以下に掲げるゲイクルセイダーについての出典本文を、最後の文の後から続けて書いてください。

::: 出典本文

ゲイクルセイダー(Gay Crusader)は、1914年生まれのイギリスの元競走馬・元種牡馬。史上12頭目の英国クラシック三冠馬である。
父Bayardo、母Gay Laura、母父Beppoという血統で、父の生産所有者であったアルフレッド・W・コックスという人物の生産所有馬。父バヤルドと同じくアレック・テイラー・ジュニア調教師に預けられた。
ガロピン(セントサイモンの父)の3×3×5(28.13%)という強いインブリードに加えてセントサイモン自体の血も持っているという、現代の視点から見ると大分気性のヤバそうな血統だが、成長すると大人しい気性になったようだ。
ちなみにこの時代はまだ馬主登録の名義を偽名にすることが認められており、コックスは「Mr. Fairie」という偽名を使用していた。

::::::
::: データ内容

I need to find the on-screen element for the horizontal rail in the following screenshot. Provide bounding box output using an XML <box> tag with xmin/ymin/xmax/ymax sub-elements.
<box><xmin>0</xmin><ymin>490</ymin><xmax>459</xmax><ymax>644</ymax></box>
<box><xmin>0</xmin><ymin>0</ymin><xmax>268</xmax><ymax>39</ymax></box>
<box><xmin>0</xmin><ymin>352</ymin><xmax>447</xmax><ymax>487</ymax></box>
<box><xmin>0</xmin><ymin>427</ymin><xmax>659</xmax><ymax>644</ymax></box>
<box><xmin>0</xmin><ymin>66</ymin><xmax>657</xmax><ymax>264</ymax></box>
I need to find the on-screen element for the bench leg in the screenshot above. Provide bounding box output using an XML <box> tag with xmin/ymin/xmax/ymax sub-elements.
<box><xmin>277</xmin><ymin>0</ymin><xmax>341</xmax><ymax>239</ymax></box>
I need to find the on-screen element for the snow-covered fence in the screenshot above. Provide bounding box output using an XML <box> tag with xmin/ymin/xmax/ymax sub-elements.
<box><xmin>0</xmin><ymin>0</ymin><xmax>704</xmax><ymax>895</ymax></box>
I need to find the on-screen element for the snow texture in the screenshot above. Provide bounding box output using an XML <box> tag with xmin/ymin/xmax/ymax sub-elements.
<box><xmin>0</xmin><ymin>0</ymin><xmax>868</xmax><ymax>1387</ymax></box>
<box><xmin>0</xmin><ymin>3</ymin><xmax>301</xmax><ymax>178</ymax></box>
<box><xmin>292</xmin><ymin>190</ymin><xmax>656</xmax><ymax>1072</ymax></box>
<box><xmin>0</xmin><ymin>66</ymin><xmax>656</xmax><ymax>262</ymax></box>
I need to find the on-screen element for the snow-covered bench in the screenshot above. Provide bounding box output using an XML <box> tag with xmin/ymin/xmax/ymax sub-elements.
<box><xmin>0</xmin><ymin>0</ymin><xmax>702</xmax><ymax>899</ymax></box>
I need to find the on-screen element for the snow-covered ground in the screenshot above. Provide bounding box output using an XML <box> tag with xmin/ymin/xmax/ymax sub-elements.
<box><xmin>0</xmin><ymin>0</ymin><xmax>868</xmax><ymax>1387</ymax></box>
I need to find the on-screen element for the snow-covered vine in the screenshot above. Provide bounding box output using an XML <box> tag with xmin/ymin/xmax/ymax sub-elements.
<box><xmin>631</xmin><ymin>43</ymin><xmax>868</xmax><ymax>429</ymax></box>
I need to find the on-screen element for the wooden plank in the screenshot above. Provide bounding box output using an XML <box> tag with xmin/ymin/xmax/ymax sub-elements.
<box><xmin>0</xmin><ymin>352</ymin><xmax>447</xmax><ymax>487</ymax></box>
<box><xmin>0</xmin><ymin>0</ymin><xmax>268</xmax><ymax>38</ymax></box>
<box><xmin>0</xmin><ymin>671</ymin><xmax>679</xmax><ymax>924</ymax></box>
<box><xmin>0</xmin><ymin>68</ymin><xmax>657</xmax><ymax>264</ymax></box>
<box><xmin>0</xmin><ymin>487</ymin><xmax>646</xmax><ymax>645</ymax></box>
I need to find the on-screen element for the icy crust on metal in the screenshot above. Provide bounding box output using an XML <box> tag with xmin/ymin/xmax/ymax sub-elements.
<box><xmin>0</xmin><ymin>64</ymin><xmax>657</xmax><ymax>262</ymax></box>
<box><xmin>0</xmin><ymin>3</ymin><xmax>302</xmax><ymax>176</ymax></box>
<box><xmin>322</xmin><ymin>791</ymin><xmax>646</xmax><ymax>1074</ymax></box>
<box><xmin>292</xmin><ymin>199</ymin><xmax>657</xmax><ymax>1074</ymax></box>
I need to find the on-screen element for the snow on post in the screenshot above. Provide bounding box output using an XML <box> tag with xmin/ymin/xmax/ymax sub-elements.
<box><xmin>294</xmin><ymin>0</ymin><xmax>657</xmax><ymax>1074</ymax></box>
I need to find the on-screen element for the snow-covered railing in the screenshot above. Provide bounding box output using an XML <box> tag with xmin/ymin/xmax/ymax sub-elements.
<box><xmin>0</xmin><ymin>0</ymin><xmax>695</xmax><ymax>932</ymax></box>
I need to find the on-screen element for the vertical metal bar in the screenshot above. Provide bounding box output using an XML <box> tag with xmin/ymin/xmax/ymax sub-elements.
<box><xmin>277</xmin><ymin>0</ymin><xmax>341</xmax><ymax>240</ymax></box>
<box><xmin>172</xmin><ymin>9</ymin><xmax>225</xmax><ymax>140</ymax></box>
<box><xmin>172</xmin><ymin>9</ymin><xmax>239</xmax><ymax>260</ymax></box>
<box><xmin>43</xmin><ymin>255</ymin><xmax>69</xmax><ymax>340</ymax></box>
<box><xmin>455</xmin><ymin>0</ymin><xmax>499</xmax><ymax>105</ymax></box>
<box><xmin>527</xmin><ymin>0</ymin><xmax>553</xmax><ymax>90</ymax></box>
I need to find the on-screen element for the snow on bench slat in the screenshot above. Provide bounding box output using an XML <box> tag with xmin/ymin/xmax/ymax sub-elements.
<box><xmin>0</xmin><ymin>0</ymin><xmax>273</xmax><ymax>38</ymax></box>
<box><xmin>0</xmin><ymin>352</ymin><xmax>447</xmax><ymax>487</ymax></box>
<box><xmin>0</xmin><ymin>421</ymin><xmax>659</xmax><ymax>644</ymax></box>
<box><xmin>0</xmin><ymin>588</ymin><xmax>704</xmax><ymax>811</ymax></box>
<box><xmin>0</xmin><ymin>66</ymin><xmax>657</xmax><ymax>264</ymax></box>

::::::

回答本文 -
2歳時は骨膜炎のため秋までデビューがズレ込み、デビュー戦は6着に敗れた。しかし続けて出走したクリテリオンSをアタマ差で勝利し、2歳時は2戦1勝とした。
3歳初戦としてコラムプロデュースSというレースに出走したが、136ポンド(約61.7kg)という小柄な3歳馬には厳しい斤量を背負わされた上に不良馬場でのレースとなり、2着に敗戦した。それでも3/4馬身差と僅差だったので、2000ギニーステークスでは1番人気に支持された。ここでは同厩の実力馬マグパイも出走しており、テイラー師の意向で両馬は併せ馬すらしたことがなかったため、どちらが強いか注目されたのだが、マグパイをアタマ差で下して勝利した。
ところで、本馬が生まれた1914年といえば、ご存知の通りサラエボ事件をきっかけとした第一次世界大戦が起きた年である。イギリス競馬も戦禍とは無縁ではなく、2000ギニーが行われるニューマーケット競馬場以外の主要な競馬場はほぼ全て軍による接収や物資節約のための閉鎖が行われたために、とてもではないが開催出来るような状態ではなかった。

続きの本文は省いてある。